BEGIN Selected excerpt
I'm not really worried about my eyes changing, they never have. Good strong days, bad tired days, but other than that, they don't change. I did an MRI of the brain about a month ago requested by my Neuro O. and I've called his office and left a message asking about the results and if we'll be meeting up to go over them...waiting on that call. I have an apptointment in February but if the results are in in a few days...why wait that long to find out what is going on. Now I'm just hoping my eyes take some strength somehow. They work really hard to get me by and I know I put a lot of my overall energy into them...I have to, but lately I've been awfully squinty. I feel like the only time they are relaxed is when I'm sleeping. Even looking over at Shar in the car as we're talking they're squnited, and sometimes they're not and he'll say "Wow, I can actually see your eyes!" Then he compliments me on them and tells me I should try to keep them open more often.....thanks babe, not what I need ha ha. Someday they'll rest forever. Someday they won't strain, someday they won't feel stressed and tired, and someday I won't squint.......Not today though.
4 comments:
Ugh. That's crappy about your eyes. And I feel really bad about complaining about mine the other night. Sorry for being so ungrateful.
Yeah for your ornament collection! I like the blue twig ball. And I wish I wasn't missing all of the Suns and College Football games, but it's still not worth it for us to pay for TV...
END Selected excerpt
BEGIN Data for review
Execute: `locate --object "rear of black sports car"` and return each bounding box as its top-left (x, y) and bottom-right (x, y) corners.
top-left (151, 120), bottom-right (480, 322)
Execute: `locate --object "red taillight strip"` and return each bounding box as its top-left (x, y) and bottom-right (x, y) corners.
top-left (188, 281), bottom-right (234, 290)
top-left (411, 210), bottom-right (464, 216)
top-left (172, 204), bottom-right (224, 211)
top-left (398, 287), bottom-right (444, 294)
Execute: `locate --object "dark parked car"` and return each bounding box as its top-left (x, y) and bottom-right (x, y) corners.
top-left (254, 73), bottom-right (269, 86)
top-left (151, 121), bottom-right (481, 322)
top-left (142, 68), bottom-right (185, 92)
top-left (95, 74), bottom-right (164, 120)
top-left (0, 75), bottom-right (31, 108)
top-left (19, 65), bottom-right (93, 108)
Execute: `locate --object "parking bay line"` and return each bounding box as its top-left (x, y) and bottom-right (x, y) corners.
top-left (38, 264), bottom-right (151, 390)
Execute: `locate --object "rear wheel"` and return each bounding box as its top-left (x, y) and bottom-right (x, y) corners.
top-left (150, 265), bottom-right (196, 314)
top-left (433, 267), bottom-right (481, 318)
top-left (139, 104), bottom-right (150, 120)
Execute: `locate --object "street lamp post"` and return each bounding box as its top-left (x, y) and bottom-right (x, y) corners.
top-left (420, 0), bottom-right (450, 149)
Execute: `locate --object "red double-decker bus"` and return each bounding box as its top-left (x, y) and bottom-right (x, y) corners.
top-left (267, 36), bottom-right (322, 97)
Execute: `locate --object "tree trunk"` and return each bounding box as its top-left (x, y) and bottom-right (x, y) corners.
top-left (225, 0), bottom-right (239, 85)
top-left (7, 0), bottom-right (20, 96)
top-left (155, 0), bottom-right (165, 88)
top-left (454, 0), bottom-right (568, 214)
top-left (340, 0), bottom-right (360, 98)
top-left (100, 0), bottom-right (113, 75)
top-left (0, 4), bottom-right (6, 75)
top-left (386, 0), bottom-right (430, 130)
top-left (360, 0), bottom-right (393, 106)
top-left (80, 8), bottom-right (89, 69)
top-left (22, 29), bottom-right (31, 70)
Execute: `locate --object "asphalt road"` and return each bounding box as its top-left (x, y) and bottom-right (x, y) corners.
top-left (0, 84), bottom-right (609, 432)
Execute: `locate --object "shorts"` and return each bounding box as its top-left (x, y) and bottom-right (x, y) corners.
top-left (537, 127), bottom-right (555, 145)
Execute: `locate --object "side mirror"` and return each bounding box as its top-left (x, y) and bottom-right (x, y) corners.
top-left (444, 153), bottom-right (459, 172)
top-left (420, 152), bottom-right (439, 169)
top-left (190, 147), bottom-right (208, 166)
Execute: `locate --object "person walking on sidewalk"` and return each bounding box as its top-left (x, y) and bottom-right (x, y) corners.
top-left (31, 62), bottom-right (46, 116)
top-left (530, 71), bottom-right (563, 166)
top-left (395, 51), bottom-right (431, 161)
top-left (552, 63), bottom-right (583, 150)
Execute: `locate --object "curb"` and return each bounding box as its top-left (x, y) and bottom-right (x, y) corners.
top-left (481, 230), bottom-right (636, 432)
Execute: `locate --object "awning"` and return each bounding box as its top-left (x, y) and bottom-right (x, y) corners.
END Data for review
Brief A |
In the blog post about squinting, why has the writer called the doctor's office about the MRI results even though an appointment is already set for February? Answer in one to three sentences.
Brief B |
Continue the blog post about squinting from the point where it stops.
The entries above are separate material and have no connection to the blog post about squinting.

Output A |
If the MRI results come in within a few days, the writer sees no reason to wait until February to find out what is going on.

Output B |
And well said about Christmas. I have been struggling with how to make it as Christ-centered as possible and still keep our traditions. I think just talking about it a lot and doing Christ-centered activities will help.
I don't remember you complaining about your eyes. I'm usually not sensitive to people doing that. I am glad you are getting Lasik because for some reason when people have the opportunity and don't take advantage of that amazing procedure, it feels like a slap in the face...I don't know why...I just feel like if I can't do it to fix my eyes, everybody else should do it for me and fix theirs, so that they can at least be a little happier and healthier. Glad you're doing it.
Someday I'd like to get my eyes done too. It won't happen anytime soon though...That's one of those things I'm going to have to save for - for the rest of my life!
I'm super excited about the upcoming holidays too! I can't wait. It seems like every year Chad and I end up having two seperate Thanksgivings...one with my family (on a tottaly different day) and then one with Chad's family on Thanksgiving Day. Maybe that is why it's my favorite hooliday :)
I'm sorry your eyes have been pooping out on ya lately. That has to be so annoying. I would recommend that you keep up on calling your docotors office. It doesn't hurt to keep trying. Chad's want me to get Lasik done, but this year I was too focused on trying to have kids and decided to put my money towards my laparosic surgery. Guess I need to start saving up my $$$ again.
I love your ornament collection and your family traditions you're going to be starting up. It's never too early to get your kids involved and to start teaching them the "true" meaning of Christmas.